Pointing dataset records:
━━━━━━━━━━━━━━━━━━━━━━━━━━━━━━
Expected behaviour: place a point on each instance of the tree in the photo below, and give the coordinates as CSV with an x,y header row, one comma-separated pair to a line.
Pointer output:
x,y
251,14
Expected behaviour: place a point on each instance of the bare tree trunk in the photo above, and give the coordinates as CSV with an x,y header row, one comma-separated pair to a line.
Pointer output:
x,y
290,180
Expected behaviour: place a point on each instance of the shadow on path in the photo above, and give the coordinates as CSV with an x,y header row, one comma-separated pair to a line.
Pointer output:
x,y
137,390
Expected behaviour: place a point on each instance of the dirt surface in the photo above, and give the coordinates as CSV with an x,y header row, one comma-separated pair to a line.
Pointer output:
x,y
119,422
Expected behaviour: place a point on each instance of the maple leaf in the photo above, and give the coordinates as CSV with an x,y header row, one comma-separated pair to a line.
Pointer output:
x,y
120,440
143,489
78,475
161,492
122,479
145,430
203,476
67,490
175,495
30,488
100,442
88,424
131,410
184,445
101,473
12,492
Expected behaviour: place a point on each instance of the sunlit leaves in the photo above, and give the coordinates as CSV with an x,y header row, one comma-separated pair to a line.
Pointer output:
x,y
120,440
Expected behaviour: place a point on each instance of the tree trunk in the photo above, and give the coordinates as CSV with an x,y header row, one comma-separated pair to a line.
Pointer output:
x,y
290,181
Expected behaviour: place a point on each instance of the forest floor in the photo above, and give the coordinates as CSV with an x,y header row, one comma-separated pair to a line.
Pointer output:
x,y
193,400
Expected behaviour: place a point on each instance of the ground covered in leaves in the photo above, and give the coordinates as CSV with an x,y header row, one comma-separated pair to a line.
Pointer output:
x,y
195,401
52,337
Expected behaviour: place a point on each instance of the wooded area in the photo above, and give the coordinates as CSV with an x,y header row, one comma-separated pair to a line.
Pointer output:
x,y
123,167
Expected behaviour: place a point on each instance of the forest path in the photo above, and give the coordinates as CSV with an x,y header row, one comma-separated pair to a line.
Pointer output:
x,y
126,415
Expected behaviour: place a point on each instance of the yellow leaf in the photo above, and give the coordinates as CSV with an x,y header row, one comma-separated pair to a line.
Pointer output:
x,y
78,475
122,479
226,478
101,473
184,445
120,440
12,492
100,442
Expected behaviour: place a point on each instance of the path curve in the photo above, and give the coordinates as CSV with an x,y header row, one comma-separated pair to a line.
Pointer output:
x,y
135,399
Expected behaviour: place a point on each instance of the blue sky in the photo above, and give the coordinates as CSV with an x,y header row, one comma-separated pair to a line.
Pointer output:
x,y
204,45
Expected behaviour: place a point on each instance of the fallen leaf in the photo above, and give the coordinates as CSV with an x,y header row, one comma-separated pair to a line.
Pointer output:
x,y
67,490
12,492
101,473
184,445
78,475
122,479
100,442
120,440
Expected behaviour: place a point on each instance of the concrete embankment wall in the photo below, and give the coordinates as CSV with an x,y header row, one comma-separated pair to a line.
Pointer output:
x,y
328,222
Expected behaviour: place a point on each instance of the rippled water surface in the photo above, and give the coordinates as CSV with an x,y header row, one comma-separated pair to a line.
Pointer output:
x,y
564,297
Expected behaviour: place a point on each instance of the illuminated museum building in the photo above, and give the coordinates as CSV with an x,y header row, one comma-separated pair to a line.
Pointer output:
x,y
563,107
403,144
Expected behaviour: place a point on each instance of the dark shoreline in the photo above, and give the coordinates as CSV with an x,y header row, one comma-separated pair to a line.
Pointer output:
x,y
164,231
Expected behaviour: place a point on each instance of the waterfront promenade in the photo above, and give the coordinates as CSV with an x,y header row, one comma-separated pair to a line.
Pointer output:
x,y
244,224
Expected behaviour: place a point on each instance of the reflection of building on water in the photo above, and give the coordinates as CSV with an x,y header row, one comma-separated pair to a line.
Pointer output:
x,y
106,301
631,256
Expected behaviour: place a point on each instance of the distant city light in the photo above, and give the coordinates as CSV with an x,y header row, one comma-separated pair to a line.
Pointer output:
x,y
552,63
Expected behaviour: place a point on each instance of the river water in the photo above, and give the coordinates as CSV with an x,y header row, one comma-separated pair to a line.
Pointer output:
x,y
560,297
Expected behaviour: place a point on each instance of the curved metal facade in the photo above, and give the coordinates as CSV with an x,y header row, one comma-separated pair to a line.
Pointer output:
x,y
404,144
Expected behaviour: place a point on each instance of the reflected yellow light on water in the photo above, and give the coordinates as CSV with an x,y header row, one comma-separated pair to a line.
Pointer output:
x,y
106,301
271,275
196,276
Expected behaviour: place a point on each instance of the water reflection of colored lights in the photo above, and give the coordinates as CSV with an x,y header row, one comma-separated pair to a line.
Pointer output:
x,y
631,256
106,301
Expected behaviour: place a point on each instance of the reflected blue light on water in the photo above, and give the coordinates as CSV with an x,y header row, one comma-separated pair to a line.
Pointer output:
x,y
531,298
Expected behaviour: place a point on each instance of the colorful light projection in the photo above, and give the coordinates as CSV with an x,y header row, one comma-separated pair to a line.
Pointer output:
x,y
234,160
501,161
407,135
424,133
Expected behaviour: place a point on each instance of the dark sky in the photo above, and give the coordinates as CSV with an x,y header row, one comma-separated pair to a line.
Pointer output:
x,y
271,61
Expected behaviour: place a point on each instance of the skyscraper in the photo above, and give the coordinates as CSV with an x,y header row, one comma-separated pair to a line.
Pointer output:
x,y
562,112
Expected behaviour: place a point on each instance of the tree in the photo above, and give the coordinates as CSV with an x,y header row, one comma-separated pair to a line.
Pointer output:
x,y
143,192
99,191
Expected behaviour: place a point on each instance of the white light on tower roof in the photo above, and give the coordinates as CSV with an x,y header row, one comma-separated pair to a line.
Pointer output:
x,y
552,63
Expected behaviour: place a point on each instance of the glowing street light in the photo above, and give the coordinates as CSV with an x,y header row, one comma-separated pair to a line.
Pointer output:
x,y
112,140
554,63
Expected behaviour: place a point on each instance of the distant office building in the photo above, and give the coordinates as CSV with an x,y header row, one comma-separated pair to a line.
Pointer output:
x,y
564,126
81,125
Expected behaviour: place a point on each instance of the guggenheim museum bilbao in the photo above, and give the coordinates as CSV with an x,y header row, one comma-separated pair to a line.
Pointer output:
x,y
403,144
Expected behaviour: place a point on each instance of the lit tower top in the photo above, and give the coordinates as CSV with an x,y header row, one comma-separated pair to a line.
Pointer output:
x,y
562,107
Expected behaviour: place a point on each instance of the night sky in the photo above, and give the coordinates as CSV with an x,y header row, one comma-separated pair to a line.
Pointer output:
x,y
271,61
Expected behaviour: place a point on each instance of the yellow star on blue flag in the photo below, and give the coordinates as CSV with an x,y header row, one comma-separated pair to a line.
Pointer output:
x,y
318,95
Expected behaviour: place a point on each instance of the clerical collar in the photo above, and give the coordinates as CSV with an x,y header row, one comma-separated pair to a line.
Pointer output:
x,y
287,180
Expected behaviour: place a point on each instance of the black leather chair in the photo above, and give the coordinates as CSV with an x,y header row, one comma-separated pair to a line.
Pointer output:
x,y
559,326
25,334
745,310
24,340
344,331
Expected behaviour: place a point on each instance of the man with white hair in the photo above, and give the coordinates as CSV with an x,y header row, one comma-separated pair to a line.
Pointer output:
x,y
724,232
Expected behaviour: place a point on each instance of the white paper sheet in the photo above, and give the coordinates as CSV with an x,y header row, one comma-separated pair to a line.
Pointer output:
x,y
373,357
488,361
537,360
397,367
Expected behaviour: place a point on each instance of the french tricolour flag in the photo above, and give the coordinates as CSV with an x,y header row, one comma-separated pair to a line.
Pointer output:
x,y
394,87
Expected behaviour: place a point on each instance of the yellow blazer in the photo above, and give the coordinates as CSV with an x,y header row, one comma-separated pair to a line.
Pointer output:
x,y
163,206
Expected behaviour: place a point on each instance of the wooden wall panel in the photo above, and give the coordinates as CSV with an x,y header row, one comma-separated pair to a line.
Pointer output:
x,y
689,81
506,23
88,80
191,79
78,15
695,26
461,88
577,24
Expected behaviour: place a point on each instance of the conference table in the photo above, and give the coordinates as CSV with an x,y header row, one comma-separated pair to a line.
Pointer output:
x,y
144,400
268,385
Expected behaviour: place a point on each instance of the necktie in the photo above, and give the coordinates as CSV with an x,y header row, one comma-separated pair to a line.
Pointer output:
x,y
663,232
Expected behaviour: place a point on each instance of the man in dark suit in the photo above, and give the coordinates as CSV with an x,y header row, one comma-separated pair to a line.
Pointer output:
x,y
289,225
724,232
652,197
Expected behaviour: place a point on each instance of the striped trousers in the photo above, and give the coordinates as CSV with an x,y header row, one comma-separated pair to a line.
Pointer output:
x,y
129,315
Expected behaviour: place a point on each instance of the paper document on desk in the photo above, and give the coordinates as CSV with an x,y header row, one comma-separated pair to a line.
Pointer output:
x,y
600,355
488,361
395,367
━━━━━━━━━━━━━━━━━━━━━━━━━━━━━━
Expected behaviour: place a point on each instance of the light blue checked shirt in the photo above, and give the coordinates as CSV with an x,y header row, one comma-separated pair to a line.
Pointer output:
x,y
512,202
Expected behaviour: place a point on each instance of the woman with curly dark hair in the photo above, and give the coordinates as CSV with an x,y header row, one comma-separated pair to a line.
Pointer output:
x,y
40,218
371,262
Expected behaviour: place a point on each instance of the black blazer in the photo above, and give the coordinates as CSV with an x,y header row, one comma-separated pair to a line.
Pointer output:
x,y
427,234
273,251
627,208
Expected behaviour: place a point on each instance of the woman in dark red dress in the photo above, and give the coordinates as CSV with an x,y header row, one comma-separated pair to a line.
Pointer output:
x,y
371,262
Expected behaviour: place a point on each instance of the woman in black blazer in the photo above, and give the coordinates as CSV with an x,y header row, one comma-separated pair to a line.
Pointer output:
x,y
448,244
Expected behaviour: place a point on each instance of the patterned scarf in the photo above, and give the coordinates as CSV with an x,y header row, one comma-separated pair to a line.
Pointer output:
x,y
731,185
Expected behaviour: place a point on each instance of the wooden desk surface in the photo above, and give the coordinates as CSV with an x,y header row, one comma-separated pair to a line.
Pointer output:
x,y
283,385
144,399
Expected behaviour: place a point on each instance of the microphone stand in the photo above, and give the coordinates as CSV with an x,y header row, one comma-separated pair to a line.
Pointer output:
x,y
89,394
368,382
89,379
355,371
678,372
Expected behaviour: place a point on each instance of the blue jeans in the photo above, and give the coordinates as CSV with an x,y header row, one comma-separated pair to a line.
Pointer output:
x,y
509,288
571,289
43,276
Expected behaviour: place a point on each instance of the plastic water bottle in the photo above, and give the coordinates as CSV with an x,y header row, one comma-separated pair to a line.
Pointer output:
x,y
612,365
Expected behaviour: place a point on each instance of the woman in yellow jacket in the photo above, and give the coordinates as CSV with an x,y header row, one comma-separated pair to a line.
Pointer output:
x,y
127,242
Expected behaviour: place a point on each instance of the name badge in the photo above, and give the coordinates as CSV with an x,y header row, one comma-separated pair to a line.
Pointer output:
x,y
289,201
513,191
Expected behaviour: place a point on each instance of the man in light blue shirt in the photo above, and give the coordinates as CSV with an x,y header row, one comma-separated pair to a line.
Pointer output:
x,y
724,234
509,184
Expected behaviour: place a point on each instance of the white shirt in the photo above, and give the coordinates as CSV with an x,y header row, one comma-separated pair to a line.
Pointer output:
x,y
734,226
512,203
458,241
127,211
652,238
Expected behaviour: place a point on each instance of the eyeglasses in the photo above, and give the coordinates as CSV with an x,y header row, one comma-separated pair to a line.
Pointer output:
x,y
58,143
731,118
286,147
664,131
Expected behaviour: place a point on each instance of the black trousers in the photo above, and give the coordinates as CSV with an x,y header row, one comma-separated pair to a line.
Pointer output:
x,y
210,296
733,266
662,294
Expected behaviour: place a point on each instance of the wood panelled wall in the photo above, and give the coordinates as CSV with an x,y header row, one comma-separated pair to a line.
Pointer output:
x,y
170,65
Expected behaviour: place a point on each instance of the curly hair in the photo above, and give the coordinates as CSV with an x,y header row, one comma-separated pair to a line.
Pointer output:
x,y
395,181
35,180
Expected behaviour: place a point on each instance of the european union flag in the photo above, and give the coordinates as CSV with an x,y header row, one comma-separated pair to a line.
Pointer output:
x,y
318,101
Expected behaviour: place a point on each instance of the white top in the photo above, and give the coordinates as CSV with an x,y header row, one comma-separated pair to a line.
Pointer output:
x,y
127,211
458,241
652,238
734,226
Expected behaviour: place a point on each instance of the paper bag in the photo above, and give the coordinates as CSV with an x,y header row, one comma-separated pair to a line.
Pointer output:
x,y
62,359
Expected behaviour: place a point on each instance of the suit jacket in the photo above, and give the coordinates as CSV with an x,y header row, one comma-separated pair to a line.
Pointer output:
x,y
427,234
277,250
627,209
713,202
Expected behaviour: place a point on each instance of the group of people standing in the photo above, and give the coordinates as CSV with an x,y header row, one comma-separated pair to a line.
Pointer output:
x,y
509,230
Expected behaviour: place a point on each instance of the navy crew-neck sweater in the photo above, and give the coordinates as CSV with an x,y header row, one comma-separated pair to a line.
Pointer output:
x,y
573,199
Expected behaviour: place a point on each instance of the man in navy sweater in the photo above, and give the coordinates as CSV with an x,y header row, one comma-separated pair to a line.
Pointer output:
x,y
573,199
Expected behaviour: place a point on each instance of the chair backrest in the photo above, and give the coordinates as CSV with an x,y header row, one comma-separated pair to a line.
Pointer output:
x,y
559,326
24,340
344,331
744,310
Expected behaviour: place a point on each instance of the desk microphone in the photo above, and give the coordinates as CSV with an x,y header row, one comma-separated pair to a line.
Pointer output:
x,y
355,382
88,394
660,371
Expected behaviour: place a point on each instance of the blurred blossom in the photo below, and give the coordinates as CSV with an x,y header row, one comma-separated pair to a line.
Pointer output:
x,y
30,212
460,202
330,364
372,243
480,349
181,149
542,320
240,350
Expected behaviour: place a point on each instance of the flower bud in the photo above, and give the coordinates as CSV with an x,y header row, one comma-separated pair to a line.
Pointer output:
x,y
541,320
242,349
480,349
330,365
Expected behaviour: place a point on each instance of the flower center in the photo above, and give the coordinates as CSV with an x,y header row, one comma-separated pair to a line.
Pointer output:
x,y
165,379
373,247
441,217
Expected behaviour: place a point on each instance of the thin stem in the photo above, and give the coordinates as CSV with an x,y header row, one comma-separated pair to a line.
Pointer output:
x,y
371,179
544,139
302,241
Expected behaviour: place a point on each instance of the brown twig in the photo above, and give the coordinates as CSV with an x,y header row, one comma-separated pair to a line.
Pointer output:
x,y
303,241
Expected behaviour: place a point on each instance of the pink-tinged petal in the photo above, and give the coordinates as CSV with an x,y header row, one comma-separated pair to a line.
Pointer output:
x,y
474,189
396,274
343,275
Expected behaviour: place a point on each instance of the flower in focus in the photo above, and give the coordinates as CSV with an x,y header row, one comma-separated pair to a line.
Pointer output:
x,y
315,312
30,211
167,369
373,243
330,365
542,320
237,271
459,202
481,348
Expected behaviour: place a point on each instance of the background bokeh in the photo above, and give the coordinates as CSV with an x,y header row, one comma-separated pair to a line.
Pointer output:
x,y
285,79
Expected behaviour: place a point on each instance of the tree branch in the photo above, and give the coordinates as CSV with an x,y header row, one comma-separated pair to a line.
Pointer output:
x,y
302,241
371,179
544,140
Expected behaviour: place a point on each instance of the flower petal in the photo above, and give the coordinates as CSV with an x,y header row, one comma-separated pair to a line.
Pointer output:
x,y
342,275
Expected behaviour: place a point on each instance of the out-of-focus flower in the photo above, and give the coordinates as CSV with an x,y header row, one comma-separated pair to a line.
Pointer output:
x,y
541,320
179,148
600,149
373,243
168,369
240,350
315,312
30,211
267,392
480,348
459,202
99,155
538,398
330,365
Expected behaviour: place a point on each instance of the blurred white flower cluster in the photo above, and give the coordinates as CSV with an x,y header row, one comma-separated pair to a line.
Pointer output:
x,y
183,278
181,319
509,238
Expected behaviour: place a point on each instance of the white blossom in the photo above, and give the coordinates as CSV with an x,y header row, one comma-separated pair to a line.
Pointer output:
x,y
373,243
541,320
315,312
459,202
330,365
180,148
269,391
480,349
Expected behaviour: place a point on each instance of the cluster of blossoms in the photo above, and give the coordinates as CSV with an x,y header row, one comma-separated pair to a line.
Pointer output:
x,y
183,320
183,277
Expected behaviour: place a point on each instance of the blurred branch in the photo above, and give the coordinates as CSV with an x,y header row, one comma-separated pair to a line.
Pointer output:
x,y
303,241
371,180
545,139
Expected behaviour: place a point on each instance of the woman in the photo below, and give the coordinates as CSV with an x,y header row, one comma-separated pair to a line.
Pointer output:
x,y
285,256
━━━━━━━━━━━━━━━━━━━━━━━━━━━━━━
Exercise brief: Extract every line of the rows above that contains the string "focus", matching case exactly. Copy each such line in full.

Answer to this task:
Expected behaviour: place a point on each instance of the flower in focus in the photo above, and give the coordinates as CSV with an x,y header row, one comma-separated pair to a line.
Expected behaviour: place a point on each instance of the out-of-focus flower in the photo above, and give the coordinates as CSV with an x,y header row, one comma-separated pair to a line.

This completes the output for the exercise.